Work to complete = Excluding all pictures, please output the listing exactly.

-- Recorded data follows --

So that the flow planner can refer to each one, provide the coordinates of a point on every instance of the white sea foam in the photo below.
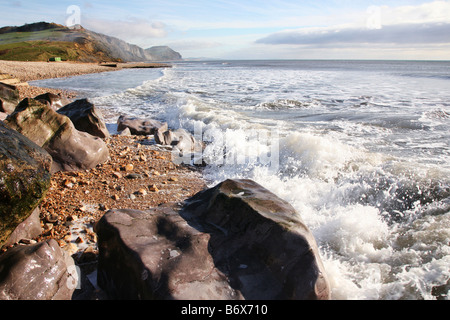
(363, 156)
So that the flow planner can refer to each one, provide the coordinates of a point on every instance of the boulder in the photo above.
(86, 117)
(232, 242)
(9, 98)
(142, 127)
(70, 149)
(37, 272)
(28, 229)
(24, 179)
(155, 254)
(259, 241)
(52, 100)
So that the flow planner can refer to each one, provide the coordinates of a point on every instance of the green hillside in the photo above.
(41, 41)
(39, 51)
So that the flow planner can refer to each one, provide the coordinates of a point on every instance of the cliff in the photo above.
(42, 41)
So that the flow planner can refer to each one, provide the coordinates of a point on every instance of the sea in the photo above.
(361, 150)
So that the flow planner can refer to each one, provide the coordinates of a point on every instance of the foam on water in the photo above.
(361, 151)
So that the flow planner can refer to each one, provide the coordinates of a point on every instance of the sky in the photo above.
(251, 29)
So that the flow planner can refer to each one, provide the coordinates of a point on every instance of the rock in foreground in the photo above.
(234, 241)
(37, 272)
(24, 179)
(86, 117)
(71, 150)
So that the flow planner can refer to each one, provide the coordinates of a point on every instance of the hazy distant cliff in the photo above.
(41, 41)
(164, 53)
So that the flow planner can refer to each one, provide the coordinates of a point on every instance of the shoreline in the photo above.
(138, 175)
(37, 70)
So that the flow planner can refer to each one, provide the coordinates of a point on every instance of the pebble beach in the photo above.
(139, 175)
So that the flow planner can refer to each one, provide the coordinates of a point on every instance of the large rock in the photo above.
(24, 179)
(37, 272)
(259, 241)
(234, 241)
(28, 229)
(155, 254)
(86, 117)
(142, 127)
(9, 98)
(70, 149)
(52, 100)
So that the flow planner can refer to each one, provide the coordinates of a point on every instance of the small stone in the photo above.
(79, 240)
(27, 241)
(71, 248)
(52, 218)
(117, 175)
(142, 191)
(72, 218)
(134, 176)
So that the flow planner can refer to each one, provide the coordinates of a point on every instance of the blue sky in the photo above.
(287, 29)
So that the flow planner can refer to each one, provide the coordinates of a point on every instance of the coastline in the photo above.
(36, 70)
(138, 175)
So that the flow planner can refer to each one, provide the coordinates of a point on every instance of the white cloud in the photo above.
(193, 44)
(396, 34)
(424, 24)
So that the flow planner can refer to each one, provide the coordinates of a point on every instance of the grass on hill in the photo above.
(39, 51)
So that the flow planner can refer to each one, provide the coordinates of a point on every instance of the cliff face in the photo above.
(164, 53)
(41, 41)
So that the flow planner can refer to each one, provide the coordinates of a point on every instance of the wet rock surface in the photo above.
(70, 149)
(232, 242)
(24, 179)
(86, 117)
(42, 271)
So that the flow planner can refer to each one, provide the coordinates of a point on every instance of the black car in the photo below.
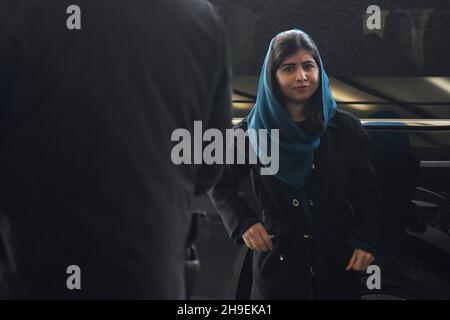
(396, 79)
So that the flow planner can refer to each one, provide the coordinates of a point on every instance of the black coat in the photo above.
(309, 257)
(86, 117)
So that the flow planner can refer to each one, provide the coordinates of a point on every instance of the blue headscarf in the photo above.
(296, 148)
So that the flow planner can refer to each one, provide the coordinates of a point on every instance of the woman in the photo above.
(316, 223)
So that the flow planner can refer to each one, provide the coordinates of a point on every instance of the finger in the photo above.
(261, 244)
(266, 238)
(267, 241)
(249, 242)
(352, 261)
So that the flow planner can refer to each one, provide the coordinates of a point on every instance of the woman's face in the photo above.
(298, 77)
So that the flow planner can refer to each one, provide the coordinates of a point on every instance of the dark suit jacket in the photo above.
(344, 197)
(86, 118)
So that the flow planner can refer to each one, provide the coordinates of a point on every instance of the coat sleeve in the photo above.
(220, 115)
(365, 195)
(234, 210)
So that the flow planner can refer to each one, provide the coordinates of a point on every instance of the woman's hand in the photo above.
(257, 238)
(360, 260)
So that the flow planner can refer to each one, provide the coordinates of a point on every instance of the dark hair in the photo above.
(284, 45)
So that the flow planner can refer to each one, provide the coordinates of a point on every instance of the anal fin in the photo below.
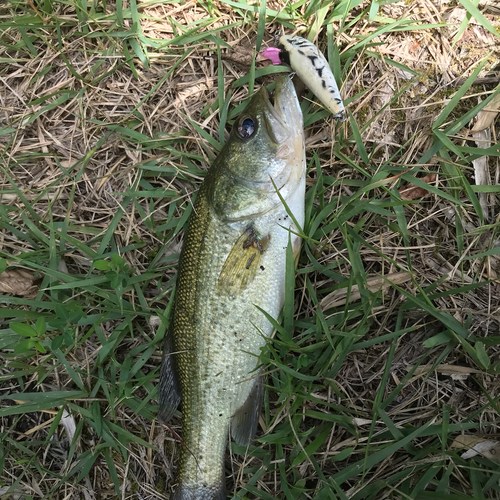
(169, 390)
(246, 418)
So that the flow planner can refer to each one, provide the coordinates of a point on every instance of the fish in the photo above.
(249, 208)
(312, 68)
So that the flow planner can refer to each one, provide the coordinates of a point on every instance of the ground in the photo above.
(384, 383)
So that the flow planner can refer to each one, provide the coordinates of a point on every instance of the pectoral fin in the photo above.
(169, 390)
(246, 418)
(243, 262)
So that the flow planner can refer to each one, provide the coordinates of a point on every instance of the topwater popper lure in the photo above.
(312, 68)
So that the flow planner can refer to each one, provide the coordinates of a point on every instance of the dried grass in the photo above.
(104, 164)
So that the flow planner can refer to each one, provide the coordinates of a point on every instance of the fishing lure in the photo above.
(312, 68)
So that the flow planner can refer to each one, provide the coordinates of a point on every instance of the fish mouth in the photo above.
(283, 117)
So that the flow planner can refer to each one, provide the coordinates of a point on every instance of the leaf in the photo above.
(40, 326)
(477, 445)
(338, 297)
(102, 265)
(482, 356)
(413, 192)
(486, 117)
(23, 329)
(18, 282)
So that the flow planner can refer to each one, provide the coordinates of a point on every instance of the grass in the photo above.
(110, 116)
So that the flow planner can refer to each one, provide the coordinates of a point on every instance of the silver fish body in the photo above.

-- Recorded data concluded --

Response =
So that the flow planner can refer to each one, provide the coordinates of a point on every instance of the white sea foam in the photo below.
(363, 156)
So that the flow planner can refer to each one, provide the coordinates of a point on every instance of the boulder in the photo above.
(86, 117)
(232, 242)
(9, 98)
(142, 127)
(70, 149)
(37, 272)
(28, 229)
(24, 179)
(155, 254)
(259, 241)
(52, 100)
So that the flow planner can refer to each one, provide the coordinates of a point on every instance of the green hillside in the photo above.
(41, 41)
(39, 51)
So that the flow planner can refer to each one, provide the coordinates of a point on every instance of the cliff in the photo above.
(42, 41)
So that the flow planner can refer to each one, provide the coordinates of a point on every instance of the sea in the photo above.
(361, 150)
So that the flow planner can refer to each one, provide the coordinates of a point on every instance of the foam on water in the photo above.
(361, 151)
So that the flow planner can refer to each one, provide the coordinates of a point on every instance of the sky in the photo above.
(251, 29)
So that the flow planner can refer to each one, provide the coordinates of a point on every instance of the rock in foreground in the photo above.
(234, 241)
(37, 272)
(24, 179)
(86, 117)
(71, 150)
So that the flow planner can refer to each one, provide the coordinates of a point on every instance of the hazy distant cliff in the photo above.
(41, 41)
(164, 53)
So that the flow planner can refer to each one, provide the coordinates of a point on every instance of the shoreline in the photo above.
(138, 175)
(37, 70)
So that the flow planner can refer to each one, provide the coordinates of a point on every instance of the pebble beach in the photo above.
(139, 175)
So that the flow planner can refer to each one, provide the coordinates of a point on every instance of the large rock in the photo above.
(24, 179)
(37, 272)
(259, 241)
(234, 241)
(28, 229)
(155, 254)
(86, 117)
(142, 127)
(9, 98)
(70, 149)
(52, 100)
So that the flow planner can refer to each one, provide the coordinates of a point on every instance of the small stone in the photo above.
(79, 240)
(27, 241)
(71, 248)
(52, 218)
(117, 175)
(142, 191)
(72, 218)
(134, 176)
So that the flow planner can refer to each one, provide the coordinates of a point on every instance of the blue sky in the photo above.
(287, 29)
So that the flow planner can refer to each one, provide the coordinates of a point on every instance of the coastline in the photo above.
(36, 70)
(138, 175)
So that the flow planner can refer to each one, provide the coordinates of a point on every instance of the white cloud in the photo above.
(193, 44)
(396, 34)
(424, 24)
So that the flow planner can refer to each one, provide the coordinates of a point on every instance of the grass on hill in the photo above.
(39, 51)
So that the flow planner can refer to each one, provide the coordinates of a point on every instance of the cliff face in the photo above.
(164, 53)
(41, 41)
So that the flow planner can refer to each one, provide the coordinates of a point on every instance of the wet rock surface in the photo above.
(70, 149)
(232, 242)
(24, 179)
(86, 117)
(42, 271)
So that the flow planner can refer to each one, provide the coordinates of a point on every instance of the black car in the photo below.
(396, 79)
So that the flow planner can refer to each one, provide the coordinates of a point on every instance of the black coat in the photo above.
(309, 257)
(86, 117)
So that the flow planner can refer to each one, provide the coordinates of a point on every instance of the blue headscarf in the photo above.
(296, 148)
So that the flow planner can refer to each one, provide the coordinates of a point on every instance of the woman in the photo above.
(316, 223)
So that the flow planner can refer to each one, provide the coordinates of a point on every instance of the finger in the photo above.
(261, 244)
(266, 238)
(267, 241)
(249, 242)
(352, 261)
So that the flow planner can refer to each one, provide the coordinates of a point on every instance of the woman's face in the photo above.
(298, 77)
So that the flow planner can refer to each one, provide the coordinates of a point on every instance of the dark suit jacket in the photo above.
(344, 197)
(86, 118)
So that the flow planner can refer to each one, provide the coordinates of a point on every instance of the coat sleeve in the photo above.
(220, 115)
(365, 195)
(234, 210)
So that the flow planner can refer to each one, provide the coordinates of a point on every instance of the woman's hand in the photo above.
(257, 238)
(360, 260)
So that the flow planner can refer to each one, provide the coordinates of a point on every instance of the dark hair in the photo above.
(284, 45)
So that the flow planner can refer to each one, provide the coordinates of a point on every instance of the anal fin in the photo below.
(169, 390)
(246, 418)
So that the flow planner can refer to each one, provide the coordinates of a point on every instance of the fish in the photo above.
(249, 208)
(312, 68)
So that the flow planner can refer to each one, provide the coordinates of a point on every instance of the ground in the photo above.
(384, 383)
So that the flow planner can refer to each one, provide the coordinates of a point on every instance of the pectoral fin in the photo above.
(169, 390)
(246, 418)
(243, 262)
So that the flow planner can refer to each one, provide the coordinates of a point on every instance of the topwater popper lure in the photo above.
(312, 68)
So that the flow planner can refer to each one, provide the coordinates of a point on every instance of the dried grass in the photo above.
(104, 164)
So that the flow planner can refer to each one, provide the coordinates of a point on every instance of the fishing lure in the photo above.
(312, 68)
So that the flow planner can refer to each one, provide the coordinates of a point on every instance of the fish mouth in the photo above.
(283, 117)
So that the flow planner can refer to each one, provide the coordinates of a point on every instance of the leaf in the photo above.
(40, 326)
(477, 445)
(338, 297)
(102, 265)
(482, 356)
(413, 192)
(486, 117)
(23, 329)
(18, 282)
So that the flow planner can refer to each one, provide the coordinates of a point on every instance of the grass in the photo above.
(110, 116)
So that the flow planner can refer to each one, provide the coordinates of a point on every instance of the silver fish body in the photo above.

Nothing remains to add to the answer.